[Problem to solve] Your answer should be the entries, repeated exactly.

= Beginning of Section =

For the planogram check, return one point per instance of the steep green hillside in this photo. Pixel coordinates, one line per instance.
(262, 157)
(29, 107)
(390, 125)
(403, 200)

= End of Section =

[Result below]
For the planogram check, return one point per instance of the steep green hillside in this photo. Pixel coordinates, one line per instance.
(262, 157)
(29, 107)
(390, 125)
(403, 200)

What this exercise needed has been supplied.